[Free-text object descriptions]

::::::::

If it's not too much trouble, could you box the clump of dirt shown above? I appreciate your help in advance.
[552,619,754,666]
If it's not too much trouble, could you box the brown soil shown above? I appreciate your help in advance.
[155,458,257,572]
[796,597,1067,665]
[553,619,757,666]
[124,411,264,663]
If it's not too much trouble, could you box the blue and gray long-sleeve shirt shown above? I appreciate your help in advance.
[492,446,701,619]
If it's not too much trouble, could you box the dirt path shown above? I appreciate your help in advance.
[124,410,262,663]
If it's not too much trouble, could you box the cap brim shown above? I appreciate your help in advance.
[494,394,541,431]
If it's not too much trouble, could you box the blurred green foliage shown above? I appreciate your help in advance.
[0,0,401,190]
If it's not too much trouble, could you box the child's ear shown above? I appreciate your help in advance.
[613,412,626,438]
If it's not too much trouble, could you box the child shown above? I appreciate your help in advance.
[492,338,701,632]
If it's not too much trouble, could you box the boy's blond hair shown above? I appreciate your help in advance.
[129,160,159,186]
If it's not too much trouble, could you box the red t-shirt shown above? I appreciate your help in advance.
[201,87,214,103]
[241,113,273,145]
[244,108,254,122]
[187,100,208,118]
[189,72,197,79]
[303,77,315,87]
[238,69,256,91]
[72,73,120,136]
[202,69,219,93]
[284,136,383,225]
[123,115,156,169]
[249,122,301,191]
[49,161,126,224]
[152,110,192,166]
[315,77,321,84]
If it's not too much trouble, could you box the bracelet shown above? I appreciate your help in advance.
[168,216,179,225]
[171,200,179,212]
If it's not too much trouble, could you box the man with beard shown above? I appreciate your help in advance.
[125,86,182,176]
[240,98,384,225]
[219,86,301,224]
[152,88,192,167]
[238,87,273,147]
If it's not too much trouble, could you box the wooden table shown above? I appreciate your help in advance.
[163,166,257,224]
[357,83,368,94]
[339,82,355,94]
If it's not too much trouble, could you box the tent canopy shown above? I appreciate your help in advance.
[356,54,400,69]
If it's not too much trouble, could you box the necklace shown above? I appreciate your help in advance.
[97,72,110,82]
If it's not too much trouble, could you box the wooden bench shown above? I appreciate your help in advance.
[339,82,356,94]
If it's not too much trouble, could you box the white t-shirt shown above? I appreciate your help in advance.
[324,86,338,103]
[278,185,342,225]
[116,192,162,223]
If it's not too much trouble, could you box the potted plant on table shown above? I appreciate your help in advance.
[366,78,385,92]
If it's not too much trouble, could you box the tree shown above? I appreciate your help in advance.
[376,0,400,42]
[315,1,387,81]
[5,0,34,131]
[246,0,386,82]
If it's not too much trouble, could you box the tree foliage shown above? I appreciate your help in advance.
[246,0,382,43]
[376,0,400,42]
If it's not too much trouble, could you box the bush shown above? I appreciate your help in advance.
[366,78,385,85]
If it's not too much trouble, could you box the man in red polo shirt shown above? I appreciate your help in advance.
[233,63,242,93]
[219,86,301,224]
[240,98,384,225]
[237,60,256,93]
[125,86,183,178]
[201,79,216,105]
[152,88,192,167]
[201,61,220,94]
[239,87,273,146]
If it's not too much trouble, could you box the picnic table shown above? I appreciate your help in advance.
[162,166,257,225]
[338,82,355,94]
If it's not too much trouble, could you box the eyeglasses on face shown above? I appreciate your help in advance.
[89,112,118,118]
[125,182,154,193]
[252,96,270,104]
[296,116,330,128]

::::::::

## DIRECTIONS
Write out exactly the lines from the one with "the tree shown" through the end of the records above, both ends included, and leave out all other lines.

## WRITTEN REPLY
If it's not too much trouble, could you box the tree shown above? I appreciate your help in advance.
[376,0,400,42]
[315,1,387,81]
[5,0,34,131]
[246,0,386,82]
If it's not too much trouble, could you box the tree foliage shown above? I appreciate your help in advance.
[246,0,382,43]
[376,0,400,42]
If it's not too much trouble, could you box the bush shown above? I appreciate your help in advance.
[366,78,385,85]
If it's not too much trouble, could you box the man in red polo shirt shown above? I appreciate your help in advance.
[233,63,242,93]
[219,86,301,224]
[240,98,384,225]
[237,60,256,93]
[125,86,183,178]
[201,79,216,105]
[152,88,192,167]
[201,61,220,94]
[239,87,273,146]
If it's not too much trouble, could you box the picnic table shown above? I appreciate your help in advance.
[162,166,257,225]
[338,82,355,94]
If it's not too much trouble, could you box the eyeglasses on face shown above? I appreciate your help in advance.
[89,112,118,118]
[125,182,154,193]
[252,96,270,104]
[296,116,330,128]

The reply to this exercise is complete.